▸ **PROMPT 1**:
Check whether each statement agrees with the Guaro text below: (a) Guaro is closer to Marbella than to Málaga; (b) Guaro lies at an altitude above 500 metres; (c) as of 2006, more men than women in Guaro held work contracts. Answer yes or no for each, quoting the deciding words of the text exactly.
▸ **PROMPT 2**:
Reproduce the part of the Guaro text below between "Guaro is a municipality" and "park in Andalusia.", inclusive.

Guaro is a municipality in the province of Málaga in Andalusia southern Spain. It has a population of 2,228. It belongs to the Valle de Guadalhorce comarca and is 44 kilometres from the provincial capital of Málaga and 20 kilometres from Marbella.

Located in a fertile land for fruit: almonds and olives, between the Rio Grande valley and the mountains, Guaro is the entrance to the Sierra de las Nieves Natural Park, declared a Biosphere Reserve by UNESCO and next to the third national park in Andalusia.

Geography
Guaro is at an altitude of 354 metres above sea level near the Sierra de Mijas. The land area is 22 square kilometres. Guaro's main economical activities are olive and almond agriculture, along with other traditional irrigated crops, and oddly-enough, as of 2006 the number of women with work contracts doubled that of men.

History
Prehistoric remains have been found dating back to the earliest humans in the area in prehistory, although the nucleus of the population is found with the entry of the Arabs in the south of the peninsula.

▸ **EXTRACTED INFORMATION**:
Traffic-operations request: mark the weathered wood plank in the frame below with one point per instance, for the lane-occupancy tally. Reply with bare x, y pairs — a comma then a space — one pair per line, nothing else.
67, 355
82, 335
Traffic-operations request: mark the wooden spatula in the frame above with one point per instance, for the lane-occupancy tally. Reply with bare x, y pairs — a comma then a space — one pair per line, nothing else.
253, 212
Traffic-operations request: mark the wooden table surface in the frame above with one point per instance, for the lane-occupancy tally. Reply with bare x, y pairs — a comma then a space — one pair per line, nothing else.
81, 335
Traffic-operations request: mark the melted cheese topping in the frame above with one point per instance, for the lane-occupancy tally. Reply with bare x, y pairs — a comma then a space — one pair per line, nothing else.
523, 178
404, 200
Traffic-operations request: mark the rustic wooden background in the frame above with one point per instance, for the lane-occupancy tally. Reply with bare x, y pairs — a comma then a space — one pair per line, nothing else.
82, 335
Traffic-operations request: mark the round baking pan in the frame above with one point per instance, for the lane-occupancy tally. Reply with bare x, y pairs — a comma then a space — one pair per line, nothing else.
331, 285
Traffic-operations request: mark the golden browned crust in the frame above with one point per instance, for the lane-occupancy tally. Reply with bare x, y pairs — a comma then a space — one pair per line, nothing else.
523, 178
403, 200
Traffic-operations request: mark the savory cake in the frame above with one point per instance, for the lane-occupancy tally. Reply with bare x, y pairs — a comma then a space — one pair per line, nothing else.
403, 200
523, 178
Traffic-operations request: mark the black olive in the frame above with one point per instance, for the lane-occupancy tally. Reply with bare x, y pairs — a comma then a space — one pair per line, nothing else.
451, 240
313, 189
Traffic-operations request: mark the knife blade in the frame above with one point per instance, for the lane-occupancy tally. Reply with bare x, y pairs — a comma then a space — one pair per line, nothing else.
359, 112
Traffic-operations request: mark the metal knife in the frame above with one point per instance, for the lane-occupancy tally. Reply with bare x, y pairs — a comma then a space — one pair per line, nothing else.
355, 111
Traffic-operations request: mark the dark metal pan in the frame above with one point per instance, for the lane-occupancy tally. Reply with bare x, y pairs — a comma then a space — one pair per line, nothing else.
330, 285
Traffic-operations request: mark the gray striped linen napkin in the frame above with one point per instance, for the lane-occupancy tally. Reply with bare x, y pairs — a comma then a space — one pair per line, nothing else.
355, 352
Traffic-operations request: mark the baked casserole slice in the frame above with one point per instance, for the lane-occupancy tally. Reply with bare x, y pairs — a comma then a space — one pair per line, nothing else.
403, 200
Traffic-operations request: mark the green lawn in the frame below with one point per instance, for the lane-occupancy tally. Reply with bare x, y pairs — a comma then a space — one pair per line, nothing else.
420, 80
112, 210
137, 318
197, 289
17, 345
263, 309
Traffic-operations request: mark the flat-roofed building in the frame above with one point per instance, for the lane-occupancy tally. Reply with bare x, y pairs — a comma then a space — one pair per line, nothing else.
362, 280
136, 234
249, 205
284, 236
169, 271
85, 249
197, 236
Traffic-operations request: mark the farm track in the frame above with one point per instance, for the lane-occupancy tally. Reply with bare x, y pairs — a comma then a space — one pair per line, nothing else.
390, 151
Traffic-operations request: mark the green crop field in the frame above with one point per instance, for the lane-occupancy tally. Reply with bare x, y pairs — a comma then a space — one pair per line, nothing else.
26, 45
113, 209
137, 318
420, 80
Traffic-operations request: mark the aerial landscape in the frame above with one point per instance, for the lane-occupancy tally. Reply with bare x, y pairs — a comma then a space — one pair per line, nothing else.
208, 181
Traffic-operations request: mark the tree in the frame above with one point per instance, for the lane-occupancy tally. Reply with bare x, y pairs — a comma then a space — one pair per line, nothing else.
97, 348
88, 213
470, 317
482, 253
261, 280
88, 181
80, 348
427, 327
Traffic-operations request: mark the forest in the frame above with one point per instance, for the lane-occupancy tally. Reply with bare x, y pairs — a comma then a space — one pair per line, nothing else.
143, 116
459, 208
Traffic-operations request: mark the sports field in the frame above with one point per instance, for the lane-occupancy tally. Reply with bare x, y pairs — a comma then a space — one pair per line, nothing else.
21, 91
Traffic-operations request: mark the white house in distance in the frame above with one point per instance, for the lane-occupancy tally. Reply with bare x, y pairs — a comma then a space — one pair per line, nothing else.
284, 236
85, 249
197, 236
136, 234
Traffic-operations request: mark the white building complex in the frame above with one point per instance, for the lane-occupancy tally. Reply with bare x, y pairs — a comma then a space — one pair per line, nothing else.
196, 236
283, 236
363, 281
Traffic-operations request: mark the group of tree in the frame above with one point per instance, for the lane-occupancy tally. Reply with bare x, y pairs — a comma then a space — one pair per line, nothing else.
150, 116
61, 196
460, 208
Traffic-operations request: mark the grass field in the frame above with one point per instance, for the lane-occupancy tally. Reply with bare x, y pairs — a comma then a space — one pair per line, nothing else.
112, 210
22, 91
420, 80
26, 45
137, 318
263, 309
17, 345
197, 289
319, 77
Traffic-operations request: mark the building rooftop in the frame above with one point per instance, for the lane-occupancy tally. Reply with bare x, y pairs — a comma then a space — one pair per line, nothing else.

▸ **WRITTEN SOLUTION 1**:
(a) Yes: "is 44 kilometres from the provincial capital of Málaga and 20 kilometres from Marbella"
(b) No: "Guaro is at an altitude of 354 metres above sea level"
(c) No: "as of 2006 the number of women with work contracts doubled that of men"

▸ **WRITTEN SOLUTION 2**:
Guaro is a municipality in the province of Málaga in Andalusia southern Spain. It has a population of 2,228. It belongs to the Valle de Guadalhorce comarca and is 44 kilometres from the provincial capital of Málaga and 20 kilometres from Marbella.

Located in a fertile land for fruit: almonds and olives, between the Rio Grande valley and the mountains, Guaro is the entrance to the Sierra de las Nieves Natural Park, declared a Biosphere Reserve by UNESCO and next to the third national park in Andalusia.